Source data.
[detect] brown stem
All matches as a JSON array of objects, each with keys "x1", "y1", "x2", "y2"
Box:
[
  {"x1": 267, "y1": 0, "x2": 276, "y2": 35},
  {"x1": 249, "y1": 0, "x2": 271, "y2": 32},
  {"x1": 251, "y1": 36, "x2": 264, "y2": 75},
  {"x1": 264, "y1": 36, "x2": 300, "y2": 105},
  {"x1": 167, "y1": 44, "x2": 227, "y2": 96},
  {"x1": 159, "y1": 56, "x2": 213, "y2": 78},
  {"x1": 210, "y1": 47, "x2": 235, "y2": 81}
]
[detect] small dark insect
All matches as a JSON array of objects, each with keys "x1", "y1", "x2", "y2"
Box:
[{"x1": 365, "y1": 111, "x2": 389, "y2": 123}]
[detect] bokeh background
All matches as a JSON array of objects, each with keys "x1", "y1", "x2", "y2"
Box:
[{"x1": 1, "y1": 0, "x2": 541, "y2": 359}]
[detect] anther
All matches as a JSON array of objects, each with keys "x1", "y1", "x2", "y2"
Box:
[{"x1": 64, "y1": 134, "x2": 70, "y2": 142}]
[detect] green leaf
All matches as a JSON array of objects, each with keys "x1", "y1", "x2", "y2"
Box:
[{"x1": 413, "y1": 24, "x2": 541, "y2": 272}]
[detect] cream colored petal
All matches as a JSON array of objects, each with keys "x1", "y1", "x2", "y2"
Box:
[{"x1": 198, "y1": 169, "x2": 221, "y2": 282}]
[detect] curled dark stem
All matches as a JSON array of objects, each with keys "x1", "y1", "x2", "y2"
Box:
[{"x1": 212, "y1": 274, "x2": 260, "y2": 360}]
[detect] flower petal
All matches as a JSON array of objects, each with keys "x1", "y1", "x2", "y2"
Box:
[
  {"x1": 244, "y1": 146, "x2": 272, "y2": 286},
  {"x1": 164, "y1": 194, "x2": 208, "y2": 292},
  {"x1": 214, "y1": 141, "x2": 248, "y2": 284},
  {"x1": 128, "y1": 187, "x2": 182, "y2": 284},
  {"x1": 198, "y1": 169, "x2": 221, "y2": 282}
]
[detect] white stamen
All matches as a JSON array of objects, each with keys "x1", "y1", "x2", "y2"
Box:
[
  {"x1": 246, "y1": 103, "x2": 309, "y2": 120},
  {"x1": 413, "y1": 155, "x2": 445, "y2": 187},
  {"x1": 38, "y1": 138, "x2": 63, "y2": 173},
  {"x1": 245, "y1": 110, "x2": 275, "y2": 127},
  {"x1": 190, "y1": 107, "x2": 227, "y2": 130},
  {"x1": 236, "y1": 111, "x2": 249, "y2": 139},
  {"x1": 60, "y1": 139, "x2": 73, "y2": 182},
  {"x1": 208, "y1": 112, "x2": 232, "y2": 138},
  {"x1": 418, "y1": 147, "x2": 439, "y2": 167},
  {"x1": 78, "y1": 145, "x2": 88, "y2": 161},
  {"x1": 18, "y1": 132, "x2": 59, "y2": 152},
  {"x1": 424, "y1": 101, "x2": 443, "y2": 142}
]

What the task asks. Each line of the listing is to be reproduced verbatim.

Result.
[detect] brown stem
All matches as a JSON array of objects, each with keys "x1", "y1", "x2", "y2"
Box:
[
  {"x1": 267, "y1": 0, "x2": 276, "y2": 35},
  {"x1": 249, "y1": 0, "x2": 271, "y2": 32},
  {"x1": 251, "y1": 36, "x2": 264, "y2": 75},
  {"x1": 264, "y1": 36, "x2": 300, "y2": 105},
  {"x1": 167, "y1": 44, "x2": 227, "y2": 96},
  {"x1": 159, "y1": 56, "x2": 213, "y2": 78},
  {"x1": 210, "y1": 47, "x2": 235, "y2": 81}
]
[detect] small dark insect
All matches as a JSON array of objects, each with keys "x1", "y1", "x2", "y2"
Box:
[{"x1": 365, "y1": 111, "x2": 389, "y2": 123}]
[detect] bokeh background
All matches as a JSON array of objects, each with keys "x1", "y1", "x2", "y2"
Box:
[{"x1": 1, "y1": 0, "x2": 541, "y2": 359}]
[detect] anther
All matches as a JSON array of objects, each with keys "x1", "y1", "x2", "y2"
Box:
[{"x1": 64, "y1": 134, "x2": 70, "y2": 142}]
[detect] green leaf
All matches as a JSON array of objects, each with keys "x1", "y1", "x2", "y2"
Box:
[{"x1": 413, "y1": 24, "x2": 541, "y2": 272}]
[detect] cream colored petal
All matches as a JSON array of objects, each with keys "x1", "y1", "x2", "y2"
Box:
[{"x1": 198, "y1": 169, "x2": 221, "y2": 282}]
[detect] curled dark stem
All matches as a JSON array of objects, each with keys "x1", "y1", "x2", "y2"
Box:
[{"x1": 212, "y1": 274, "x2": 260, "y2": 360}]
[detect] flower petal
All matches as a JSON array of objects, each with keys "x1", "y1", "x2", "y2"
Box:
[
  {"x1": 244, "y1": 146, "x2": 272, "y2": 286},
  {"x1": 164, "y1": 194, "x2": 208, "y2": 292},
  {"x1": 214, "y1": 141, "x2": 248, "y2": 284},
  {"x1": 128, "y1": 187, "x2": 182, "y2": 284},
  {"x1": 198, "y1": 169, "x2": 221, "y2": 282}
]
[detect] white stamen
All matches as a JSON array of objects, each with keys "x1", "y1", "x2", "y2"
Box:
[
  {"x1": 246, "y1": 103, "x2": 309, "y2": 120},
  {"x1": 413, "y1": 155, "x2": 445, "y2": 187},
  {"x1": 38, "y1": 138, "x2": 63, "y2": 173},
  {"x1": 245, "y1": 110, "x2": 275, "y2": 127},
  {"x1": 190, "y1": 107, "x2": 227, "y2": 130},
  {"x1": 236, "y1": 111, "x2": 249, "y2": 139},
  {"x1": 60, "y1": 139, "x2": 73, "y2": 182},
  {"x1": 208, "y1": 112, "x2": 232, "y2": 138},
  {"x1": 418, "y1": 147, "x2": 439, "y2": 167},
  {"x1": 78, "y1": 145, "x2": 88, "y2": 161},
  {"x1": 18, "y1": 132, "x2": 59, "y2": 152},
  {"x1": 424, "y1": 101, "x2": 443, "y2": 142}
]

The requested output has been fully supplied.